==== MATERIAL ====
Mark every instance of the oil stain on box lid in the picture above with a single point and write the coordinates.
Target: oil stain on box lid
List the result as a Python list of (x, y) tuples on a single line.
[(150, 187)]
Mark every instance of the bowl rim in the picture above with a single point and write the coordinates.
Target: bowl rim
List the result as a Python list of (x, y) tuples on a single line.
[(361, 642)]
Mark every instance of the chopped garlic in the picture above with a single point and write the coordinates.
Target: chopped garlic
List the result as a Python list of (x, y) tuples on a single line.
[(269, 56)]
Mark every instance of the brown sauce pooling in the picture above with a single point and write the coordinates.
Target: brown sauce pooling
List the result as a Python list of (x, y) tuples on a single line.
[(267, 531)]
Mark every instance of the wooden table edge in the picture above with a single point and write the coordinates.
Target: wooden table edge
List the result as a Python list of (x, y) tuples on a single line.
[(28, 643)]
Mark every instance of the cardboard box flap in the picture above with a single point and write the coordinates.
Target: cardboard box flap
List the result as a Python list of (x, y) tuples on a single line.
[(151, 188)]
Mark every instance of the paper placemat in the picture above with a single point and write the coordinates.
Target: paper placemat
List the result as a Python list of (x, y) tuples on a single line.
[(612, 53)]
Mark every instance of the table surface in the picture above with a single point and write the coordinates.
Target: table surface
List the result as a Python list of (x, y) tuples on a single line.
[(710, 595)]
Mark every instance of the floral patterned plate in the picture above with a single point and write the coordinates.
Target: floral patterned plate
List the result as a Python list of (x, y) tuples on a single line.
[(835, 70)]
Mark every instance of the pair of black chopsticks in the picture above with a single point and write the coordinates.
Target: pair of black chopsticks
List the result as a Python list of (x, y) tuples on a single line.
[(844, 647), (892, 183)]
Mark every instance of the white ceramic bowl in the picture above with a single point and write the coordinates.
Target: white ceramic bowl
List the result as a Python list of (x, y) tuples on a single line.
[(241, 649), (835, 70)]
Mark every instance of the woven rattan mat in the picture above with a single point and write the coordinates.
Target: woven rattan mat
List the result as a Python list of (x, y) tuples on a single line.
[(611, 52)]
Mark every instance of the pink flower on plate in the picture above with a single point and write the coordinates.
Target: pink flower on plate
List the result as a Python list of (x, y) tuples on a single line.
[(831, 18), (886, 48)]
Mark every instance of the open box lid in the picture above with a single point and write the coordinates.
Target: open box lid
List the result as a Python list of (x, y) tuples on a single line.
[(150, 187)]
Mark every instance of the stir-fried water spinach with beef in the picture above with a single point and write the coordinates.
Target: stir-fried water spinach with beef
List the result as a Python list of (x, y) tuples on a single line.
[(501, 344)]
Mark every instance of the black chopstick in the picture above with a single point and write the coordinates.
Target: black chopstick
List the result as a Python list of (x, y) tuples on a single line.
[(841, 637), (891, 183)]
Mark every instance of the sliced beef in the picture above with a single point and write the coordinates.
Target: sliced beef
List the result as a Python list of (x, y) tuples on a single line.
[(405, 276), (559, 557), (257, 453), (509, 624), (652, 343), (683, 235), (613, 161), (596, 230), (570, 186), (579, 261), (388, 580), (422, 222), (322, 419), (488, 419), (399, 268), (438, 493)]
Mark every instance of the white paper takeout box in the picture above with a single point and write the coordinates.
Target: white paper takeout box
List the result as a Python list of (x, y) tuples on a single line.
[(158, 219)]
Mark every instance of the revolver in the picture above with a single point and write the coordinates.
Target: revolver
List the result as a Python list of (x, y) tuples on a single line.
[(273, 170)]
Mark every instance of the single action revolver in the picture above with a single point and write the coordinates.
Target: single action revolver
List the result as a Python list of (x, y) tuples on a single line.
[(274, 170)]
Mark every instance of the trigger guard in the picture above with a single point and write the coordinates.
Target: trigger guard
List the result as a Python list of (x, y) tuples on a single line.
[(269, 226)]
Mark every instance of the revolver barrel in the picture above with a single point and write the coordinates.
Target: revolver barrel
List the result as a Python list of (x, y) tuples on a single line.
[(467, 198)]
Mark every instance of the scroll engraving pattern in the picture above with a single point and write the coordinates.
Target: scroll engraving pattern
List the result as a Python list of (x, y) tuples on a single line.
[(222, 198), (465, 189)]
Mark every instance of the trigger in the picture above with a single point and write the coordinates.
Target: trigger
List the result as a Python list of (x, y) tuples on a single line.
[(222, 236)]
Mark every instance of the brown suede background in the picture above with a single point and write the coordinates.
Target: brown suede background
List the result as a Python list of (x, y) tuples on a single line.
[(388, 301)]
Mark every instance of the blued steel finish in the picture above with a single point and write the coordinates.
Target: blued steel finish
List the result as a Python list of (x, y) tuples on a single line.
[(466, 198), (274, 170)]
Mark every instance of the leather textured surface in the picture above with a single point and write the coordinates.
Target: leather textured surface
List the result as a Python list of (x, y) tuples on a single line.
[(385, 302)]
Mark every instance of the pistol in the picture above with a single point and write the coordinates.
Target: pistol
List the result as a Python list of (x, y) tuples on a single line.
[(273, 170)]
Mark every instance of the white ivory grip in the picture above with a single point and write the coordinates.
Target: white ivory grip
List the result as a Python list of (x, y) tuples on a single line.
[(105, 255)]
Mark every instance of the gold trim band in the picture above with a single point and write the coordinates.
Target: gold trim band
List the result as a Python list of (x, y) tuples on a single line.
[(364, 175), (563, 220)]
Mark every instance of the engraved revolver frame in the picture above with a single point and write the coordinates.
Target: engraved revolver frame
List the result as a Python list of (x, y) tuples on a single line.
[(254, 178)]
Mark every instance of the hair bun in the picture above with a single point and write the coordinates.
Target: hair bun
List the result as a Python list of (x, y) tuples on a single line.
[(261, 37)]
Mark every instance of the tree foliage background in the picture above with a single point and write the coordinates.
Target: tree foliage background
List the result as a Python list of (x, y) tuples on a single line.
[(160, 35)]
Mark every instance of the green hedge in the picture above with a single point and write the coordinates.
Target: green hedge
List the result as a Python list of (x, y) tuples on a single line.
====
> GOAL
Copy out every one of the rows above word for word, without changing anything.

> RESPONSE TO THE TASK
Mark every instance of the oil stain on box lid in the picture above with a single point and write the coordinates.
Target: oil stain on box lid
List the result as a Python list of (x, y) tuples on a single line.
[(150, 187)]
Mark every instance of the bowl rim in the picture above with a single point and write the coordinates.
Target: bowl rim
List the result as a Python list of (x, y) tuples on a single line.
[(361, 642)]
Mark every instance of the chopped garlic in the picture above with a single point and write the coordinates.
Target: chopped garlic
List the result as a Python list of (x, y) tuples on a single line.
[(269, 56)]
Mark every instance of the brown sauce pooling in the picture above with a single point and write the coordinates.
Target: brown sauce pooling
List the result as a Python list of (x, y) tuples on a single line.
[(267, 531)]
Mark every instance of the wooden table edge in the picture above with a single point and write the coordinates.
Target: wooden table edge
List the result as a Python list of (x, y) tuples on a single line.
[(28, 643)]
Mark every instance of the cardboard box flap in the picture above with a single point and write the coordinates.
Target: cardboard box flap
List the result as a Python list of (x, y) tuples on a single line.
[(151, 188)]
Mark every instance of the paper placemat in the picture above with a single point and write the coordinates.
Target: paper placemat
List the result as a Python list of (x, y) tuples on a single line.
[(612, 53)]
Mark every instance of the table surface in the picture above with a single point and write the coordinates.
Target: table surface
List the result as a Python list of (x, y) tuples on a single line.
[(710, 595)]
Mark every instance of the floral patterned plate in the picture above with a single point and write the coordinates.
Target: floral patterned plate
List the result as a Python list of (x, y) tuples on a single line.
[(835, 70)]
Mark every instance of the pair of black chopsticks in the picture above with a single point and write the coordinates.
Target: pair of black chopsticks
List the result as a Python list of (x, y) tuples on a single line.
[(844, 647), (892, 183)]
Mark every instance of the white ceramic bowl in the picture above with a single point and write the coordinates.
Target: white ceramic bowl
List the result as a Python list of (x, y) tuples on a single line.
[(241, 649), (835, 70)]
Mark every instance of the woven rattan mat in the picture above with a single point and write the coordinates.
Target: woven rattan mat
List the result as a Python list of (x, y) tuples on a single line.
[(611, 52)]
Mark every instance of the pink flower on plate in the picture above with a single point and write the coordinates.
Target: pink flower on plate
List the result as a Python list of (x, y) tuples on a single line.
[(831, 18), (886, 48)]
Mark every instance of the open box lid in the picture above with a single point and write the coordinates.
Target: open box lid
List the result as a Python list of (x, y) tuples on a single line.
[(150, 187)]
Mark every instance of the stir-fried water spinach with beef in the picture above with a single point and write the coordinates.
Target: stir-fried water spinach with beef
List the result as a Python list of (x, y) tuples on a single line.
[(501, 344)]
Mark every instance of the black chopstick in the picture above with a single point and write the coordinates.
Target: black chopstick
List the result as a Python list of (x, y) tuples on a single line.
[(841, 637), (891, 183)]
Mark every instance of the sliced beef in the picture above with a single point and write the coordinates.
Target: sliced beef
List the result as a Python list of (x, y) tuples on a single line.
[(405, 276), (559, 557), (257, 453), (509, 624), (652, 343), (683, 235), (613, 161), (596, 230), (570, 186), (579, 261), (388, 580), (422, 222), (322, 419), (488, 419), (399, 268), (438, 493)]
Mark every instance of the white paper takeout box in the picture above with a single point and write the coordinates.
Target: white paper takeout box
List the result as a Python list of (x, y) tuples on a single line.
[(158, 219)]
Mark every instance of the revolver in the picture above with a single point and write the coordinates.
Target: revolver
List the result as a Python list of (x, y) tuples on a single line.
[(273, 170)]
Mark every instance of the single action revolver in the picture above with a single point and write the coordinates.
Target: single action revolver
List the result as a Python list of (x, y) tuples on a single line.
[(274, 170)]
Mark every instance of the trigger guard in the picture above with a single point and write the coordinates.
Target: trigger guard
List the result as a Python list of (x, y) tuples on a single line.
[(269, 226)]
Mark every instance of the revolver barrel in the picture above with a single point and write the coordinates.
Target: revolver barrel
List the result as a Python list of (x, y) tuples on a single line.
[(467, 198)]
Mark every instance of the scroll engraving pattern in the picture above with a single point and write the coordinates.
Target: scroll engraving pattern
List the result as a Python list of (x, y) tuples on a single line.
[(222, 198), (465, 189)]
Mark every instance of the trigger in the picture above with a single point and write the coordinates.
Target: trigger
List the result as a Python list of (x, y) tuples on a single line.
[(222, 236)]
Mark every instance of the brown suede background in the picture above with a single point and write the coordinates.
Target: brown suede background
List the result as a Python list of (x, y) tuples on a single line.
[(388, 301)]
Mark every instance of the blued steel finish in the picture above with a single point and write the coordinates.
Target: blued steel finish
List the result as a Python list of (x, y) tuples on a single line.
[(466, 198), (274, 170)]
Mark every instance of the leather textured surface in the picture above with a single point and write the coordinates.
Target: leather textured surface
List the result as a Python list of (x, y) tuples on a single line.
[(385, 302)]
Mark every instance of the pistol in the picture above with a single point and write the coordinates.
Target: pistol
List the result as a Python list of (x, y) tuples on a single line.
[(273, 170)]
Mark every instance of the white ivory grip in the picture above with a single point and write the coordinates.
Target: white ivory grip
List the result as a Python list of (x, y) tuples on a single line.
[(105, 255)]
Mark every instance of the gold trim band in the picture above with a single point and write the coordinates.
Target: gold trim band
List the result as a Python list of (x, y) tuples on a single line.
[(364, 175), (563, 220)]
Mark every instance of the engraved revolver frame in the picture above with a single point and write the coordinates.
Target: engraved revolver frame
List the result as a Python list of (x, y) tuples on a single line.
[(254, 178)]
Mark every instance of the hair bun in the picture above with a single point and write the coordinates.
Target: hair bun
List the result as a Python list of (x, y) tuples on a single line.
[(261, 37)]
Mark every instance of the tree foliage background in the picture above with a single point and write the coordinates.
Target: tree foliage background
List the result as a Python list of (x, y) tuples on a single line.
[(160, 35)]
Mark every instance of the green hedge in the picture above with a single point and write the coordinates.
Target: green hedge
List the result as a Python list of (x, y) tuples on a single line.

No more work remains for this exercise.